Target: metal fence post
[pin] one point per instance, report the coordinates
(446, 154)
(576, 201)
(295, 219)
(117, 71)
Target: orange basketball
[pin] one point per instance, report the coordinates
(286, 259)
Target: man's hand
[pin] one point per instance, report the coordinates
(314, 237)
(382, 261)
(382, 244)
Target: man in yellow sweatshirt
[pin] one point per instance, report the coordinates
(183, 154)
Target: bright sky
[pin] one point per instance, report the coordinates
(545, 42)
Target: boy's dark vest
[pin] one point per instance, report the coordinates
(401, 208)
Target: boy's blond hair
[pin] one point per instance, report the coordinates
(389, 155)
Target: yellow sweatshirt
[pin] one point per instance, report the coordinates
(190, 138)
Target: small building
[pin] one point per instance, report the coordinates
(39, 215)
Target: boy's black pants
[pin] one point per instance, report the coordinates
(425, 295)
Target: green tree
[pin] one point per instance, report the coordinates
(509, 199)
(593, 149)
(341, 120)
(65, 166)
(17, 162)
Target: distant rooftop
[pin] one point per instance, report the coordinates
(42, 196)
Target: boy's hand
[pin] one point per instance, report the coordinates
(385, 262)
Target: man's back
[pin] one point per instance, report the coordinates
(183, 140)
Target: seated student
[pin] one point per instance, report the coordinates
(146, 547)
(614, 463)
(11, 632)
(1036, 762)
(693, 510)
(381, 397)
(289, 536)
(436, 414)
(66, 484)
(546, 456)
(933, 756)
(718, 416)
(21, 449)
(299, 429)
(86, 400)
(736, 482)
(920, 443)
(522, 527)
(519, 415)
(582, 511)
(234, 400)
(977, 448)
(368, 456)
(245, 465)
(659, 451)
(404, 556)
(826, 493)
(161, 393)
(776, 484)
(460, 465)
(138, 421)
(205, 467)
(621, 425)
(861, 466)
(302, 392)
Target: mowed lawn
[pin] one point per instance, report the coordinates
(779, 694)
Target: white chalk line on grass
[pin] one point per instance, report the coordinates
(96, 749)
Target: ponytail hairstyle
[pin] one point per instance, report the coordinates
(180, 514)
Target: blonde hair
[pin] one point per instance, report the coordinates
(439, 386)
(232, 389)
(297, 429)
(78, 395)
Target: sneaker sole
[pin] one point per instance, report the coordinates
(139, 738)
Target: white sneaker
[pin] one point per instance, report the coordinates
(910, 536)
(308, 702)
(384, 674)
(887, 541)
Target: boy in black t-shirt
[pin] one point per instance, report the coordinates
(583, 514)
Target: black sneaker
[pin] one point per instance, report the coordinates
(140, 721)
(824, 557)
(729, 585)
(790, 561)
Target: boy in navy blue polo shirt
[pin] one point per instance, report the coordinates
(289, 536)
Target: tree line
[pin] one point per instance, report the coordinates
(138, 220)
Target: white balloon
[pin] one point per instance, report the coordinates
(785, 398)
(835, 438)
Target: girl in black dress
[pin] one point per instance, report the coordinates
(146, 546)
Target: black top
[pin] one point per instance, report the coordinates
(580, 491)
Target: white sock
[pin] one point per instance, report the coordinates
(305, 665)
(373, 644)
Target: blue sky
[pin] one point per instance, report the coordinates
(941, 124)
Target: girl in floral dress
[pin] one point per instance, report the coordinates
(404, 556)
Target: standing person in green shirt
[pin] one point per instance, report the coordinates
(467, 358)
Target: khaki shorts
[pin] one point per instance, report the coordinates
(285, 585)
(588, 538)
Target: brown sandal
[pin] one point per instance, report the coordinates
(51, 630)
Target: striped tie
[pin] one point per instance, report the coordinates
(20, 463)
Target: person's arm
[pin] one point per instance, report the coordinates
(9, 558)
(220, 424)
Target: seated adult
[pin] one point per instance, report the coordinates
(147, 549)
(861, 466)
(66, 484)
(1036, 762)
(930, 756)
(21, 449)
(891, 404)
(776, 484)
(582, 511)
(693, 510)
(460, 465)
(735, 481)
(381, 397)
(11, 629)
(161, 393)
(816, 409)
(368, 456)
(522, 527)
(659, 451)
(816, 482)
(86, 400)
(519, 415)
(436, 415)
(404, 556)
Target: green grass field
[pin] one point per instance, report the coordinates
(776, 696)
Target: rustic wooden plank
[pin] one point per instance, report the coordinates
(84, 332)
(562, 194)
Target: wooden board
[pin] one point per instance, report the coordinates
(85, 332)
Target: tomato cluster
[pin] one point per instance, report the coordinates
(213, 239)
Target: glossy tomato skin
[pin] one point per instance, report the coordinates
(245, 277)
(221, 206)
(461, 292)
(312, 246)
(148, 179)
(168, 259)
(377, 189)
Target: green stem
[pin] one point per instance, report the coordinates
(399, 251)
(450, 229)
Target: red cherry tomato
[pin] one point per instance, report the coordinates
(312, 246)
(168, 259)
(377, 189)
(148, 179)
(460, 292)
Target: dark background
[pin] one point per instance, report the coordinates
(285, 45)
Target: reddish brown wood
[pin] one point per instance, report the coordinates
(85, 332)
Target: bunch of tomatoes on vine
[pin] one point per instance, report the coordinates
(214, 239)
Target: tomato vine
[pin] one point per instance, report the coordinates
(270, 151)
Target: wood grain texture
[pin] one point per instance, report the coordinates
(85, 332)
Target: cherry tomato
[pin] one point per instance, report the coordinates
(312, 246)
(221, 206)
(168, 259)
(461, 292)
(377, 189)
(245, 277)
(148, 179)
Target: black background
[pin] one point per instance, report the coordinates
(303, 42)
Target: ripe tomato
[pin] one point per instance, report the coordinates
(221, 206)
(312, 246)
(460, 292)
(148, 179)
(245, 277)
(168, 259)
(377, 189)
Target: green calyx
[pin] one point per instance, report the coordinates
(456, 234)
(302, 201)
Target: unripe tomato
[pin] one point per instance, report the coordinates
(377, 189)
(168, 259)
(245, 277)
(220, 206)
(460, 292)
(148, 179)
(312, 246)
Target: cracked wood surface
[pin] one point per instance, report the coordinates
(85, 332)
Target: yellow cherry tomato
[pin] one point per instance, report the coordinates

[Work instructions] Each line above that contains "blue" must be copied out.

[Response area]
Target: boy in navy blue polo shirt
Target: blue sky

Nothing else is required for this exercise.